* DIRECTIVE:
Reproduce the listing below word for word, from its first line through the line that contains "[[215,361],[162,463],[211,531],[298,462]]", with both of those lines included.

___ RECORD EXCERPTS ___

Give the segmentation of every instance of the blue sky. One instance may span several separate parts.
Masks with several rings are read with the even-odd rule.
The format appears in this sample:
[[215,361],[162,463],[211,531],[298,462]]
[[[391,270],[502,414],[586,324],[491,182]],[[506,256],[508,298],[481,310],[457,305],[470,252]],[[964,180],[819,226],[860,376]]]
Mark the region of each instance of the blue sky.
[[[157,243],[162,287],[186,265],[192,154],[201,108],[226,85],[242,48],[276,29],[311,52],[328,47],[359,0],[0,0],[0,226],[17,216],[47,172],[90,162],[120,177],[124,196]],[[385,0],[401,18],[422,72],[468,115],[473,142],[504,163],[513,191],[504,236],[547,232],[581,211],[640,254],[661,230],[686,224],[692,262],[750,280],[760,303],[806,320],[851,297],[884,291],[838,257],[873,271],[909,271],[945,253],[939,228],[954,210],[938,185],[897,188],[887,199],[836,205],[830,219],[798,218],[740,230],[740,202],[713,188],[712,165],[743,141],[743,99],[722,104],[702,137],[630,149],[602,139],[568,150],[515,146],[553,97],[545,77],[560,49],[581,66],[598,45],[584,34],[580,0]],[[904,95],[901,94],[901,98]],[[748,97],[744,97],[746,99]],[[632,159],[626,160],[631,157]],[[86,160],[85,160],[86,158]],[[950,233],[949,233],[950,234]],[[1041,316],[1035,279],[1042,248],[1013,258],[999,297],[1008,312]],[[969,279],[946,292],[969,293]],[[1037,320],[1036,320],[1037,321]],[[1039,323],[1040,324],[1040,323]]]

___

* WRITTEN ANSWER:
Give the segmentation of every instance of the blue sky. One instance may span several separate parts.
Masks with several rings are read with the even-odd rule.
The format appears in this sample:
[[215,361],[162,463],[211,531],[298,462]]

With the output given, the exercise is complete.